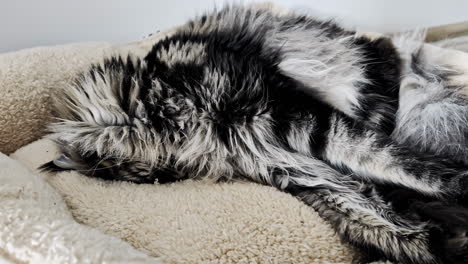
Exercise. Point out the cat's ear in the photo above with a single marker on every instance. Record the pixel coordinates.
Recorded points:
(61, 163)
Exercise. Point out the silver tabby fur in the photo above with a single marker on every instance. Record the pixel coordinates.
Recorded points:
(283, 100)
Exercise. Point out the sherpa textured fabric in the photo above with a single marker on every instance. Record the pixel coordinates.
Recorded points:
(37, 227)
(197, 222)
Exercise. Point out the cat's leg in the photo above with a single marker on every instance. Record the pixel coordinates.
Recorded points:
(360, 216)
(374, 156)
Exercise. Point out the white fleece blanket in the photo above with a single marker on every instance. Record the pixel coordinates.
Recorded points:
(69, 218)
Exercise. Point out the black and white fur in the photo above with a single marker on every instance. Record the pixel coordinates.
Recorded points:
(288, 101)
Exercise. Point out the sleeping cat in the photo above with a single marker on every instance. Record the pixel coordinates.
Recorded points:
(292, 102)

**TASK BRIEF**: Please report all lines in the entries where "single" appears.

**ANSWER SECTION**:
Exercise. Point out the cat's ear in the photo above with a single marker on every instance. Record the pixel coordinates.
Exercise. Point out the silver tabby fur in the photo above with a single marker on every instance. Record the pixel coordinates.
Exercise. Point out the sherpa textured fabric in the photo above with a single marker on every instance. Record the pixel coordinates.
Exercise. Point out the cat's leg in the photo above with a single marker on every instance. Record the pixel coordinates.
Exercise. Point out the white fleece blanket in the photo above with a single marker on every instance. Record the pixel coordinates.
Exercise. Point out the black and white fur in the photo above with a single marker on every instance. Record the pixel coordinates.
Exercise. Point out the sleeping cat in the photo above with a single marker on every instance. Record the pixel coordinates.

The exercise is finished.